Einstein’s work in relativity proved that time travel is possible. It is just at this moment we have yet to discover a way of bending the laws of physics to make this possible. But there is one place that time travel is a reality, that is in fiction. Through the works of Sci-fi we can let our imaginations run wild in the corridors of time. That is why I have complied a list of my top 6 methods of time travel in fictional works.

  6. Method: Fictional West Virginian Mining Town displaced in time due to side effects from an alien civilization.

Work: 1632 by Eric Flint

Pros: Part of your hometown is transported back to 1631 Germany. Your friends and family are with you. You have your cars, homes and all those things that make life in the year 2ooo not only possible, but comfortable. You know how major historical events will play out by just visiting the library and reading a few history books.

Cons: Your enemies are transported back with you. You must form your own government in order to survive. Unlike the year 2000, in 1631 the Catholic and Protestant churches are at odds with each other and they waging war in your new backyard.
· · · ·
__INSTRUCTION 1__. In the time travel text, what reason does the writer give for making a list of fictional time travel methods?

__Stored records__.
· · · ·
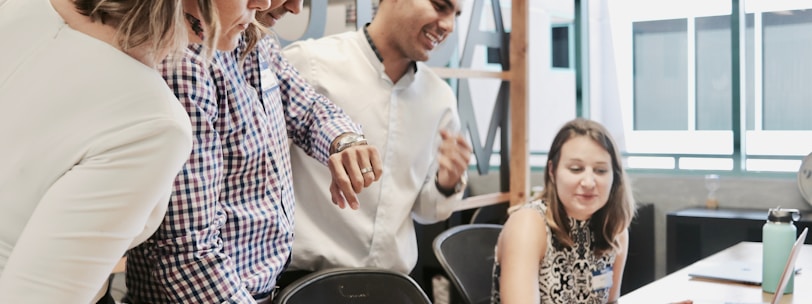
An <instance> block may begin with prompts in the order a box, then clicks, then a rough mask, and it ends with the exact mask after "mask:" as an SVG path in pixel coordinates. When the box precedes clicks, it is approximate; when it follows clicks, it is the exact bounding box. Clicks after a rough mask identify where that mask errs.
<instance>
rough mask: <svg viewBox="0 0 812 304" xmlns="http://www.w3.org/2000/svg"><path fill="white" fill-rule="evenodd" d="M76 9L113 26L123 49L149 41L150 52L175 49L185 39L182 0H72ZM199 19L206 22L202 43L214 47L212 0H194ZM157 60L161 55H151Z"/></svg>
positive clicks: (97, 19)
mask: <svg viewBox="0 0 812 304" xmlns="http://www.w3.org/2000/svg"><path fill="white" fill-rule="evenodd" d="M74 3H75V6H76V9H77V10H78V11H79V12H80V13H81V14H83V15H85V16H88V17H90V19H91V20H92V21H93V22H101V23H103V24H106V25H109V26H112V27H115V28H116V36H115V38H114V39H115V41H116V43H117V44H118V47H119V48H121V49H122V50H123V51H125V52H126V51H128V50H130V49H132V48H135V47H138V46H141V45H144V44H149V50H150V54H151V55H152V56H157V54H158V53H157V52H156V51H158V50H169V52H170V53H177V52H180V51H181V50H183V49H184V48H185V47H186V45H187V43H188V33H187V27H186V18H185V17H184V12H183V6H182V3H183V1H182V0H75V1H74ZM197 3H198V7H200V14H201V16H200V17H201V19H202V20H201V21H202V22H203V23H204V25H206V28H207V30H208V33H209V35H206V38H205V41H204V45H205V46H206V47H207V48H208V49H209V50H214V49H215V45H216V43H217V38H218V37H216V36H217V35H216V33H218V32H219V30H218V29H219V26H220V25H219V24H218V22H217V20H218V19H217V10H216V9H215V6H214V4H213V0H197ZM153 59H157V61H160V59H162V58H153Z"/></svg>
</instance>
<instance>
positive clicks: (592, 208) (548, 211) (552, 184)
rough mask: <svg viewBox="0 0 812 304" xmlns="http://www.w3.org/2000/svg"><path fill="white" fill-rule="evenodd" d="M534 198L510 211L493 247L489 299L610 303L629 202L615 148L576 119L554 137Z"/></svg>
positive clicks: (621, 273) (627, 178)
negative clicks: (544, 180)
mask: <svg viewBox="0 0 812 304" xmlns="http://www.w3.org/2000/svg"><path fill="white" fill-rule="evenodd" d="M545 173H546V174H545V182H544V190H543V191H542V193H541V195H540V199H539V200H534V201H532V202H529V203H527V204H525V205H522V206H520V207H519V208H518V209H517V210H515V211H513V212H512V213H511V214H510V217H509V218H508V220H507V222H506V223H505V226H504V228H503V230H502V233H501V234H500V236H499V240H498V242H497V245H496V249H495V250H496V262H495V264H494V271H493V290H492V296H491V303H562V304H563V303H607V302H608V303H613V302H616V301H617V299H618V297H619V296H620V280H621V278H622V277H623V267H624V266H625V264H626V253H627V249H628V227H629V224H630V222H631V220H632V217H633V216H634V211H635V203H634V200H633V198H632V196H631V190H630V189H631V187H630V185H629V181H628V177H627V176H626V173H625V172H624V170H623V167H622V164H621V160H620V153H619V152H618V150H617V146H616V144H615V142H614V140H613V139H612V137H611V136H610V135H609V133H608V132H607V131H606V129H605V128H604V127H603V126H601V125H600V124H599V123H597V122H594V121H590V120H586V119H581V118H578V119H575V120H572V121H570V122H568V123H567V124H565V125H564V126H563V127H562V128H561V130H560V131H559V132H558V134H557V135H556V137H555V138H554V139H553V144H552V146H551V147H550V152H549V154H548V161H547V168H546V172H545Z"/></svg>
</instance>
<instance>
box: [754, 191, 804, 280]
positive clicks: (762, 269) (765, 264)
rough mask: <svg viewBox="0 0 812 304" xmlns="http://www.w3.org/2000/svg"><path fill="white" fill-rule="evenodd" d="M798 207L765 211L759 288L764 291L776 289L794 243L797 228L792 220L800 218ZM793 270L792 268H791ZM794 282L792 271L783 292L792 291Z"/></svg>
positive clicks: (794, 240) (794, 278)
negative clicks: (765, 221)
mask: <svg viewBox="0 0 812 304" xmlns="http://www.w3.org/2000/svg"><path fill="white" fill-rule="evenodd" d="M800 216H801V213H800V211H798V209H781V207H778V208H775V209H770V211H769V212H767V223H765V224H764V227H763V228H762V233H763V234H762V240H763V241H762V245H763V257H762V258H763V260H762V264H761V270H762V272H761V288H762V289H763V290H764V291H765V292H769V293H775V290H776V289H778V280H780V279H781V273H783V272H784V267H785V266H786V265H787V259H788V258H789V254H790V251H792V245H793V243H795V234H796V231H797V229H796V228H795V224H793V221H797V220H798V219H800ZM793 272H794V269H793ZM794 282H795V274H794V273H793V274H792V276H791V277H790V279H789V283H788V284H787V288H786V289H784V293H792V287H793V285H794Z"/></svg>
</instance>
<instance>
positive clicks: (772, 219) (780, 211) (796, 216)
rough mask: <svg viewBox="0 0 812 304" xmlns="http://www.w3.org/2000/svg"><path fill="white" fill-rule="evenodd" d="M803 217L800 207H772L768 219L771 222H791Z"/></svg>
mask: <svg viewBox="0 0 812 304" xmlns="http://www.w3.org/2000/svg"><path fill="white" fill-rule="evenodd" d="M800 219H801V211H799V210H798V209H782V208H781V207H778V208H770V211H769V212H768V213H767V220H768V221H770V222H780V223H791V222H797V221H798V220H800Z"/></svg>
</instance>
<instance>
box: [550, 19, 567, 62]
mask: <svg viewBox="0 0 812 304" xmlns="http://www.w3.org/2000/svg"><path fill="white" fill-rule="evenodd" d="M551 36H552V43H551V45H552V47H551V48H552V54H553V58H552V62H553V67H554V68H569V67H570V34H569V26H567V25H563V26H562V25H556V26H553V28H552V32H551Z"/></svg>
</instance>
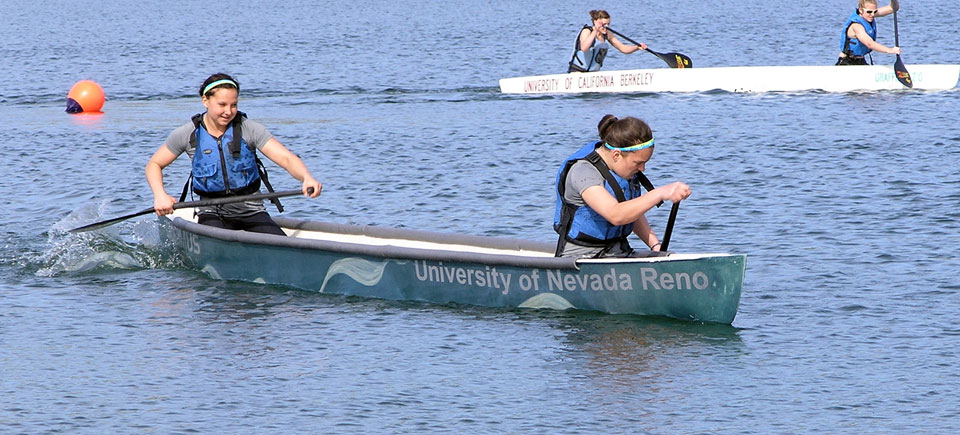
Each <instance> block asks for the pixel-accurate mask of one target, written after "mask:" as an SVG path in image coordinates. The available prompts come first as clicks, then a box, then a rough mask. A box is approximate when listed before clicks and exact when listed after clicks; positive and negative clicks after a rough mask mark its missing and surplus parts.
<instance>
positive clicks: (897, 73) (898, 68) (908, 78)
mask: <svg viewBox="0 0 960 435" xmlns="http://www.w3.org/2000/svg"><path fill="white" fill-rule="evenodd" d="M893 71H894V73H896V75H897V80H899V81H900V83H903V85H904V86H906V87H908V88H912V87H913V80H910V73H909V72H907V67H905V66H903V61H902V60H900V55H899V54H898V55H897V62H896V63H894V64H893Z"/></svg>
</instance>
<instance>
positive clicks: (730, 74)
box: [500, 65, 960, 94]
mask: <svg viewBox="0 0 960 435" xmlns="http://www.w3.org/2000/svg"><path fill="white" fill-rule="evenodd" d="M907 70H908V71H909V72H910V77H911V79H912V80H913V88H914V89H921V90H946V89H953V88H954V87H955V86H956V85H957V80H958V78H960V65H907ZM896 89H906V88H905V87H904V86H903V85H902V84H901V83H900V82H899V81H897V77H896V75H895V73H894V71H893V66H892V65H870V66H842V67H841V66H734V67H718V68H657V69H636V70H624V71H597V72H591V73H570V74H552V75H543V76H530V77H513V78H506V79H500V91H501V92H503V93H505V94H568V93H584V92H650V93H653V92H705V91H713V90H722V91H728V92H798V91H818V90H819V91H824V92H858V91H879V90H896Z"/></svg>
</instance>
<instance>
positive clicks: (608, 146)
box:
· · · ·
__INSTRUCTION 2__. Please extract the part of the records from their start through the line containing "positive clicks: (97, 19)", including both ends, and leave the pictures out of your answer.

__RESPONSE BOX 1__. Time travel has not yet been achieved in reality, but it is a reality in fiction, where science fiction lets the imagination run wild in the corridors of time. That is why the writer compiled a list of the top six methods of time travel in fictional works.

__RESPONSE BOX 2__.
An <instance> block may begin with prompts in the order a box, then clicks, then a rough mask, and it ends with the exact mask after "mask:" as an SVG path in pixel coordinates. When the box precedes clicks, it is approximate; when it follows clicks, it is the exact bounding box. Clicks after a rough mask identify where that mask errs.
<instance>
rough mask: <svg viewBox="0 0 812 304" xmlns="http://www.w3.org/2000/svg"><path fill="white" fill-rule="evenodd" d="M76 9L113 26L123 49L149 41L150 52L175 49L185 39L182 0H72ZM199 19L206 22L202 43L214 47L212 0H194ZM157 60L161 55H151Z"/></svg>
positive clicks: (97, 19)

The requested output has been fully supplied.